[EXCERPT PROVIDED Boundary: Start]
And two days before the Catholic church massacre, CAN stated that armed assailants had attacked the residence of Yusuf Ashafa, a Baptist pastor in Kachia in the northern state of Kaduna. The kidnappers are demanding $96,000 to release the pastor’s five children and an elderly man.

The Nigerian Senate recently passed legislation to criminalize ransom payments, with 15 years imprisonment. Buhari has not yet indicated if he will sign it into law.

Open Doors’ WWL ranks Nigeria first on its list of Christians kidnapped, with more than 2,500 tallied last year. And since 2020, UNICEF counts at least 1,500 students abducted in the northern regions.

https://datawrapper.dwcdn.net/F4iqx

“This is raw persecution,” said Israel Akanji, president of the Nigerian Baptist Association, on the Owo killings. “These people are possessed, demonic, and are not working for the good of the country. May God descend and fight [them] from their roots.”

John Hayab, president of Kaduna’s CAN chapter, questioned to CT the paying of ransoms—saying most churches would be unable to do so. And he faulted the government for its rhetorical response without offering concrete action to change the security realities.
[EXCERPT PROVIDED Boundary: End]
[DATASET ENTRIES Boundary: Start]
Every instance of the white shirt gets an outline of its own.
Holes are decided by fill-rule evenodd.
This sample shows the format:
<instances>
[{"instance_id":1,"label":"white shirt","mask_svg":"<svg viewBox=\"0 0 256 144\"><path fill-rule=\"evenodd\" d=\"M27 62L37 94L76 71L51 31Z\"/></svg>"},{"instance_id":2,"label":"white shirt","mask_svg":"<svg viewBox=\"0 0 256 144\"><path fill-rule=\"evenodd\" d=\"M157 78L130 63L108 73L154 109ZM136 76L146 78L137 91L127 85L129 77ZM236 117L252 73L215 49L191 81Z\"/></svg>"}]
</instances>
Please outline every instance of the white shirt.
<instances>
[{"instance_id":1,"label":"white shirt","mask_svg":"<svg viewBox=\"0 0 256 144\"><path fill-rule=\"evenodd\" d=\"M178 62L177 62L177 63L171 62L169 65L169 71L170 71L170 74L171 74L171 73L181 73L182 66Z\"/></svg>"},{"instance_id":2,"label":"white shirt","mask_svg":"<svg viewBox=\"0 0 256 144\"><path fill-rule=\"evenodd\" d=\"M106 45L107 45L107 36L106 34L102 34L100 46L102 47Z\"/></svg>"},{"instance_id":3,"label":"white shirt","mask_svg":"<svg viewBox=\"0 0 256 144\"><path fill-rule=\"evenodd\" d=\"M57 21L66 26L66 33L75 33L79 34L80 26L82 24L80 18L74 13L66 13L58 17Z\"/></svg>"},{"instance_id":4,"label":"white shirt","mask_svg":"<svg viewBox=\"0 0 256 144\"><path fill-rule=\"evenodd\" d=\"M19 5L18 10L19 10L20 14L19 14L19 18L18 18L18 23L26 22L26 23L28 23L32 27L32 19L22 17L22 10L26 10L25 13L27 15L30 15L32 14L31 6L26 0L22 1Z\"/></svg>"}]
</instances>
[DATASET ENTRIES Boundary: End]
TASK REQUIREMENTS ::
- a) In the excerpt on violence against Christians in Nigeria, why does John Hayab question the paying of ransoms? Answer in one to three sentences.
- b) In the excerpt on violence against Christians in Nigeria, what penalty does the legislation recently passed by the Nigerian Senate set for ransom payments?
- c) Continue the excerpt on violence against Christians in Nigeria from its last sentence.

ANSWERS GIVEN ::
- a) John Hayab, president of Kaduna's CAN chapter, questions ransom payments because most churches would be unable to pay them.

- b) Fifteen years' imprisonment.

- c)
Testimony Onifade, senior special assistant to CAN’s president, was livid. Ransom money is better used to arm the community, he told CT. And ordinary believers, he believes, are outraged enough to agree.

“How long shall we wait, watching them kill our people, and then give them our money to buy more guns?” he asked. “Christianity does not mean stupidity.”

Gideon Para-Mallam, head of an eponymous peace foundation, said church leaders must immediately visit the area to provide spiritual and humanitarian support. Uniting in prayer, such early intervention will calm the situation and prevent retaliatory violence.

But ransom payments, he said, are inevitable.

“The government is like the ostrich with its head in the ground, leaving citizens defenseless,” said the former Jos-based Africa ambassador for the International Fellowship of Evangelical Students. “Nigerians have been left to the mercies of kidnappers and terrorists, and it is only an academic exercise to suggest criminalization will make a difference.”

The president of the Catholic Laity Council of Nigeria called similarly for the youth to not take the law into their own hands. But in calling on the authorities to stop national violence, he warned that their failure pushes in the direction of Onifade’s view.

“I want to categorically state here again that as believers in Christ Jesus, we are called to be peace-loving people and to preach it with both words and actions,” said Henry Yunkwap. “But that does not mean we shouldn’t be sensitive to happenings around us and take action when necessary.”

As Christians, they have had enough.

“Any government who cannot provide security for her people,” he continued, “is indirectly telling them to defend themselves, by whatever means they can.”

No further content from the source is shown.